▶ [STATED PROBLEM]:
Reproduce all of the material below, changing every instance of "Within this scene" to "In this photo" and keeping everything else unchanged. Leave the pictures out of your answer.

[Annotated coordinate records]
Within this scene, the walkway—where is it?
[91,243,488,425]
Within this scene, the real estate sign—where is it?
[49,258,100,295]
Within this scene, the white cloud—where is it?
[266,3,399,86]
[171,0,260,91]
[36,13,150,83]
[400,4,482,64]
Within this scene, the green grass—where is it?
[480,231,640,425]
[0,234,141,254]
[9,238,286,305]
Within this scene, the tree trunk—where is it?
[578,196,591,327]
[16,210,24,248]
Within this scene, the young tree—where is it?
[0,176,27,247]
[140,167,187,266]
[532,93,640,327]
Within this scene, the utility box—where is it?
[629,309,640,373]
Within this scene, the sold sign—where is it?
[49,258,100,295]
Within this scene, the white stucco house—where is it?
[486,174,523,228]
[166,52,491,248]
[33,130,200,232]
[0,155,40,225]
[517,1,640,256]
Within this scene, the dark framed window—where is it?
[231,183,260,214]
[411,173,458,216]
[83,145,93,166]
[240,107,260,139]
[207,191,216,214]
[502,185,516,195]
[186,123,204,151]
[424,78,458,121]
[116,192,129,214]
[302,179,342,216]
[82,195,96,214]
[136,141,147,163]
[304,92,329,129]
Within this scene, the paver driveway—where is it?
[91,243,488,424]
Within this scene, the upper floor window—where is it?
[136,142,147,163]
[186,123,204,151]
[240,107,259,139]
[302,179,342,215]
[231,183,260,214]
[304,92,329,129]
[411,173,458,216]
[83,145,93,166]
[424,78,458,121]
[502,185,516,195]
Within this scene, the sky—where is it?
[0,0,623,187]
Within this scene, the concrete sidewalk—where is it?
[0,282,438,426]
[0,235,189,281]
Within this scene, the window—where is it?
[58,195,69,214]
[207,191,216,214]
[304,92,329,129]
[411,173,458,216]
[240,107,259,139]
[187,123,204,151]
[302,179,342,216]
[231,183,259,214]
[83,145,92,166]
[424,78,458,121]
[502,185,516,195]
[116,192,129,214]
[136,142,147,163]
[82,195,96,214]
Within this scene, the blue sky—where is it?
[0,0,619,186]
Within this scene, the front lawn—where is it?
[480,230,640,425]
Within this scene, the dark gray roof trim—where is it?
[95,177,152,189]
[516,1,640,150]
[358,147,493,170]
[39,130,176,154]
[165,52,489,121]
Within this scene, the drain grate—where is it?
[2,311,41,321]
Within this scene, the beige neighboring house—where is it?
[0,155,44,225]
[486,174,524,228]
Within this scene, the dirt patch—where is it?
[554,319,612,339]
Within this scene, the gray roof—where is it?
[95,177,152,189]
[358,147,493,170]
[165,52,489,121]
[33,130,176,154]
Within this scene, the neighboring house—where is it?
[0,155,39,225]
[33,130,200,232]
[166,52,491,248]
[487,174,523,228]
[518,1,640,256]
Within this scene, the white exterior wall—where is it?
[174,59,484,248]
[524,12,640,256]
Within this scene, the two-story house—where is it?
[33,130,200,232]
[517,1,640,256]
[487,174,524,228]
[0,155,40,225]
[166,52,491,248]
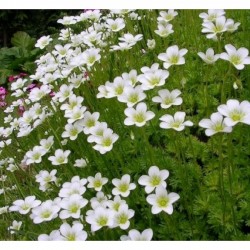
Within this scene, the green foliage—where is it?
[0,31,40,84]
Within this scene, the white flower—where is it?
[121,228,153,241]
[90,191,108,209]
[138,69,169,90]
[107,195,126,212]
[55,84,73,102]
[160,112,193,131]
[118,86,147,107]
[35,36,52,49]
[86,207,114,232]
[87,173,108,191]
[74,158,88,168]
[35,169,57,186]
[93,129,119,154]
[11,78,27,90]
[199,9,225,22]
[147,39,156,49]
[30,200,60,224]
[52,44,73,58]
[29,85,51,102]
[138,166,169,194]
[226,19,240,33]
[147,187,180,214]
[112,174,136,197]
[158,45,188,69]
[218,99,250,127]
[40,135,54,152]
[157,9,178,23]
[155,24,174,37]
[152,89,182,109]
[113,204,135,230]
[60,222,87,241]
[26,146,47,165]
[122,69,138,87]
[59,194,88,219]
[48,149,70,165]
[87,122,108,143]
[38,230,64,241]
[8,220,22,234]
[220,44,250,70]
[106,18,125,32]
[199,112,232,136]
[0,206,9,215]
[198,48,220,64]
[124,102,155,127]
[62,123,83,141]
[9,195,41,214]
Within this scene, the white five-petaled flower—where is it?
[40,135,54,152]
[158,45,188,69]
[138,69,169,90]
[124,102,155,127]
[157,9,178,23]
[112,174,136,197]
[199,112,232,136]
[35,169,57,190]
[121,228,153,241]
[60,221,87,241]
[152,89,182,109]
[147,186,180,214]
[59,194,88,219]
[220,44,250,70]
[48,149,70,165]
[155,24,174,37]
[199,9,225,22]
[9,195,41,214]
[62,123,83,141]
[138,166,169,194]
[8,220,22,234]
[26,146,46,165]
[218,99,250,127]
[160,112,193,131]
[198,48,220,64]
[93,128,119,154]
[35,36,52,49]
[87,173,108,191]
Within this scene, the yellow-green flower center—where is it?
[134,112,146,123]
[118,213,128,224]
[150,175,161,187]
[97,216,108,227]
[156,196,169,207]
[118,183,129,193]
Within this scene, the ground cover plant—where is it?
[0,10,250,240]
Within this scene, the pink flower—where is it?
[0,87,7,96]
[0,101,7,108]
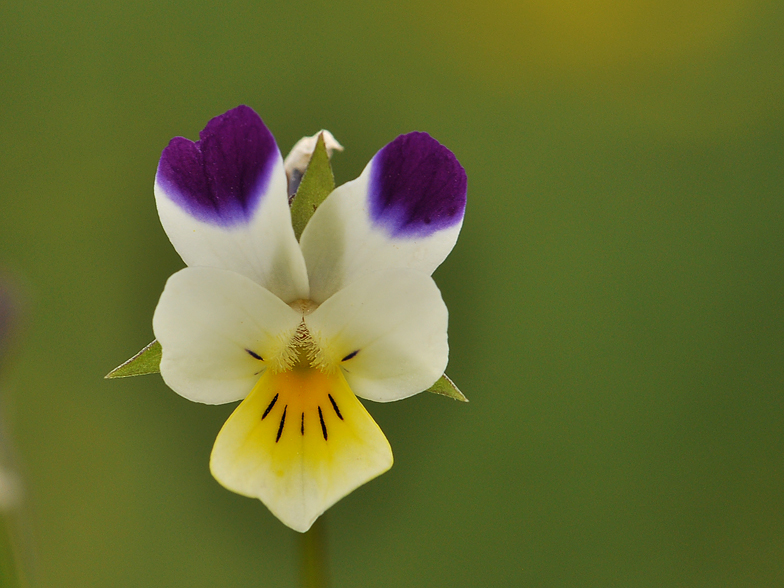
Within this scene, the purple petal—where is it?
[156,106,280,227]
[369,133,467,237]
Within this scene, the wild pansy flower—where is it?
[153,106,466,532]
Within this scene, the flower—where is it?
[153,106,466,532]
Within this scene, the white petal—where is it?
[210,368,392,532]
[305,269,449,402]
[300,133,466,303]
[155,107,308,302]
[153,267,302,404]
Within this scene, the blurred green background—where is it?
[0,0,784,588]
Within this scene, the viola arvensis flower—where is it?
[153,106,466,531]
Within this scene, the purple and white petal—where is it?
[155,106,308,302]
[152,267,302,404]
[300,133,467,303]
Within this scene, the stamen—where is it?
[245,349,264,361]
[327,394,343,421]
[261,394,278,421]
[319,406,327,441]
[275,404,289,443]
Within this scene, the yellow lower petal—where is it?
[210,364,392,532]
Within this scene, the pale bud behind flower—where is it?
[283,130,343,198]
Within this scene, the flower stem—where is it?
[300,516,329,588]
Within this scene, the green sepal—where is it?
[291,133,335,241]
[425,374,468,402]
[104,339,161,379]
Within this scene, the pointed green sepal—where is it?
[104,339,161,379]
[291,133,335,241]
[425,374,468,402]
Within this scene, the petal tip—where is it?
[369,132,468,238]
[155,106,281,226]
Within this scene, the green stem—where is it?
[300,516,329,588]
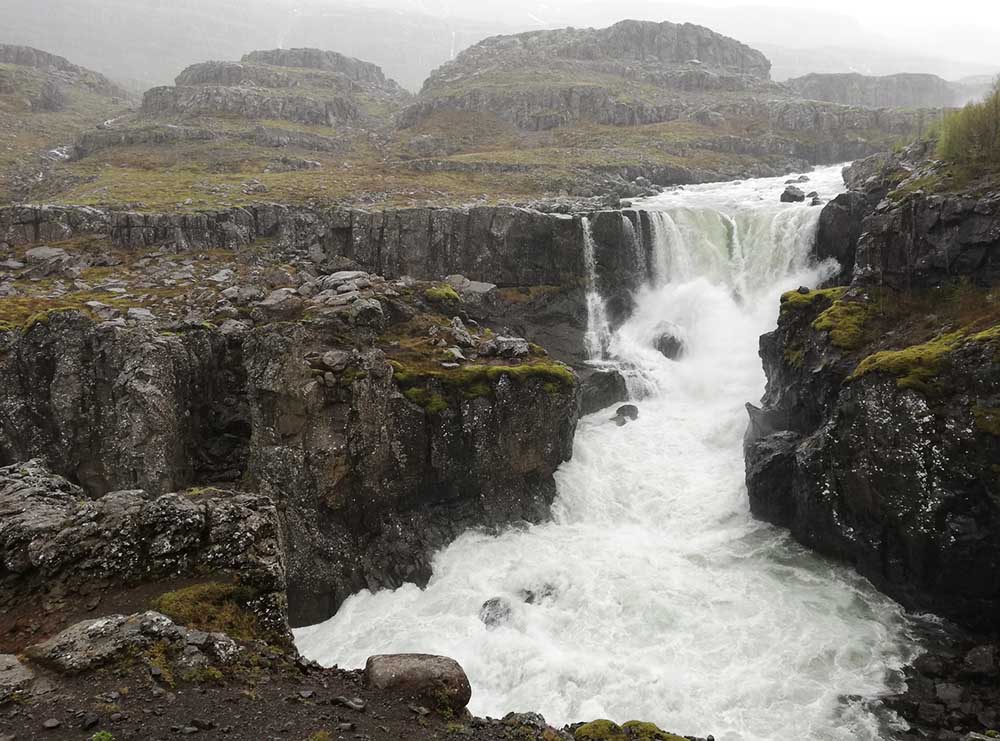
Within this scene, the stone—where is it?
[479,337,531,358]
[934,682,963,707]
[781,185,806,203]
[322,350,351,373]
[208,268,236,283]
[126,307,156,322]
[479,597,513,628]
[962,645,997,677]
[653,329,684,360]
[0,654,35,704]
[364,654,472,712]
[450,316,476,347]
[612,404,639,427]
[580,370,628,414]
[351,298,385,332]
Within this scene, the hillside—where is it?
[400,21,917,191]
[0,44,130,201]
[0,21,940,210]
[785,74,966,108]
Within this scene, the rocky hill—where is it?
[142,49,409,129]
[746,140,1000,738]
[784,74,966,108]
[0,44,131,201]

▶ [SOLUTION FOR THIS EXERCISE]:
In this photo, the walkway—where is it?
[91,243,488,425]
In this photo, the real estate sign—where is it?
[49,258,100,295]
In this photo, the white cloud—where is it?
[266,3,399,86]
[171,0,260,91]
[36,13,150,83]
[400,4,482,64]
In this photo, the green grass—where is it?
[480,231,640,425]
[0,234,141,254]
[9,238,286,305]
In this photo, the tree trunk—where is it?
[578,196,591,327]
[16,210,24,248]
In this photo, the young tree—where is it?
[0,176,27,247]
[140,167,187,266]
[532,93,640,327]
In this photo, the utility box—where is it?
[629,309,640,373]
In this photo, the sold sign—where is it?
[49,258,100,295]
In this photo, the white stucco house—where is it?
[486,174,523,228]
[166,52,491,248]
[33,130,200,232]
[0,155,40,225]
[517,1,640,256]
In this photo, the dark framed window—where is it?
[231,183,260,214]
[411,173,458,216]
[83,145,93,166]
[240,107,260,139]
[207,191,216,214]
[502,185,516,195]
[186,123,204,151]
[424,78,458,121]
[116,192,129,214]
[302,179,342,216]
[82,195,96,214]
[136,141,147,163]
[304,92,329,129]
In this photo, the paver driveway—where is it?
[91,243,488,424]
In this photo, the upper floor window—where is it?
[136,142,147,163]
[186,123,204,151]
[240,107,259,139]
[302,179,342,215]
[231,183,260,214]
[304,92,329,129]
[411,173,458,216]
[83,145,93,166]
[424,78,458,121]
[502,185,516,195]
In this photo, the sky—where is it?
[0,0,623,187]
In this photo, the concrete sidewalk—where is it?
[0,282,438,426]
[0,235,189,281]
In this photo, the window—where is it?
[58,195,69,214]
[207,191,216,214]
[304,92,329,129]
[411,173,458,216]
[240,107,259,139]
[187,123,204,151]
[302,179,342,216]
[231,183,259,214]
[83,145,92,166]
[424,78,458,121]
[502,185,516,195]
[116,192,129,214]
[136,142,147,163]
[82,195,96,214]
In this photo, the blue sky—where is it?
[0,0,619,186]
In this photo, the front lawn—where is it?
[480,230,640,425]
In this photo, the dark gray roof trim—where is it?
[95,177,152,189]
[516,1,640,150]
[358,147,493,170]
[39,130,176,154]
[165,52,489,121]
In this photo, the drain grate—where is it?
[2,311,41,321]
In this photo, the beige neighboring house—where is it?
[0,155,44,225]
[486,174,524,228]
In this photo, the dirt patch—where is it?
[554,319,612,339]
In this photo, the gray roof—where is it?
[95,177,152,189]
[358,147,493,170]
[165,52,489,121]
[33,130,176,154]
In this photo, the neighboring house—where is it?
[0,155,39,225]
[33,130,200,232]
[166,52,491,248]
[487,174,523,228]
[518,1,640,256]
In this photo, the white exterior wall—where is it?
[174,59,484,248]
[524,12,640,256]
In this photo, the two-story house—where is it?
[33,130,200,232]
[517,1,640,256]
[487,174,524,228]
[0,155,40,225]
[166,52,491,248]
In this photo, the green foliage—where is it?
[0,31,40,84]
In this photo, the white flower—where is it?
[121,228,153,241]
[90,191,108,209]
[138,69,169,90]
[107,195,126,212]
[55,84,73,102]
[160,112,193,131]
[118,86,147,107]
[35,36,52,49]
[86,207,114,232]
[87,173,108,191]
[74,158,88,168]
[35,169,57,186]
[93,129,119,154]
[11,78,27,90]
[199,9,225,22]
[147,39,156,49]
[30,200,60,224]
[52,44,73,58]
[29,85,51,102]
[138,166,169,194]
[226,19,240,33]
[147,187,180,214]
[112,174,136,197]
[158,45,188,69]
[218,99,250,127]
[40,135,54,152]
[157,9,178,23]
[155,24,174,37]
[152,89,182,109]
[113,204,135,230]
[60,222,87,241]
[26,146,47,165]
[122,69,138,87]
[59,194,88,219]
[48,149,70,165]
[87,122,108,143]
[38,230,64,241]
[8,220,22,234]
[220,44,250,70]
[106,18,125,32]
[199,112,232,136]
[0,206,9,215]
[198,48,220,64]
[124,102,155,127]
[62,123,83,141]
[9,195,41,214]
In this photo, the white five-petaled flower—where is it?
[40,135,54,152]
[158,45,188,69]
[138,69,169,90]
[124,102,155,127]
[157,9,178,23]
[112,174,136,197]
[199,112,232,136]
[35,169,57,190]
[121,228,153,241]
[60,221,87,241]
[152,89,182,109]
[147,186,180,214]
[59,194,88,219]
[220,44,250,70]
[48,149,70,165]
[155,24,174,37]
[199,9,225,22]
[9,195,41,214]
[62,123,83,141]
[138,166,169,194]
[8,220,22,234]
[26,146,46,165]
[218,99,250,127]
[160,112,193,131]
[198,48,220,64]
[93,128,119,154]
[35,36,52,49]
[87,173,108,191]
In this photo, the yellow-green flower center—where is it?
[134,112,146,123]
[118,213,128,224]
[150,175,161,187]
[97,216,108,227]
[156,196,169,207]
[118,183,129,193]
In this photo, the ground cover plant—where is it?
[0,10,250,240]
In this photo, the pink flower—where is it?
[0,87,7,96]
[0,101,7,108]
In this photo, the purple petal—where is it?
[156,106,280,227]
[369,133,467,237]
In this photo, the wild pansy flower—where is it?
[153,106,466,532]
In this photo, the flower—where is it?
[153,106,466,532]
In this photo, the white petal—where is it?
[210,368,392,532]
[305,269,449,402]
[300,133,466,303]
[155,107,308,302]
[153,267,302,404]
In this photo, the blurred green background—where is it?
[0,0,784,588]
In this photo, the viola arvensis flower—where is it?
[153,106,466,531]
In this photo, the purple and white petal—where is it?
[155,106,308,302]
[152,267,302,404]
[300,133,467,303]
In this photo, the stamen—where is it?
[245,349,264,361]
[327,394,343,421]
[261,394,278,421]
[319,406,327,441]
[275,404,289,443]
In this photo, the yellow lower petal—where is it?
[210,364,392,532]
In this photo, the pale bud behind flower—where is it?
[283,130,343,198]
In this photo, the flower stem—where is it?
[300,516,329,588]
In this photo, the green sepal—where is it?
[291,133,335,241]
[425,374,468,402]
[104,339,161,379]
In this photo, the pointed green sepal—where is it?
[104,339,161,379]
[291,133,335,241]
[425,374,468,402]
In this photo, the petal tip—where is it?
[369,132,468,238]
[155,106,281,226]
In this photo, the green stem—where is it?
[300,516,329,588]
In this photo, the stone—where is it?
[479,337,531,358]
[934,682,963,707]
[781,185,806,203]
[322,350,351,373]
[208,268,236,283]
[126,307,156,322]
[479,597,513,628]
[962,645,997,677]
[653,329,684,360]
[0,654,35,704]
[364,654,472,712]
[450,316,476,347]
[612,404,639,427]
[580,370,628,414]
[351,298,385,332]
In this photo, the hillside—where is it?
[400,21,917,191]
[0,44,130,201]
[0,21,940,210]
[785,74,966,108]
In this photo, the rocky hill—where is it?
[142,49,409,129]
[746,140,1000,738]
[784,74,966,108]
[0,44,131,201]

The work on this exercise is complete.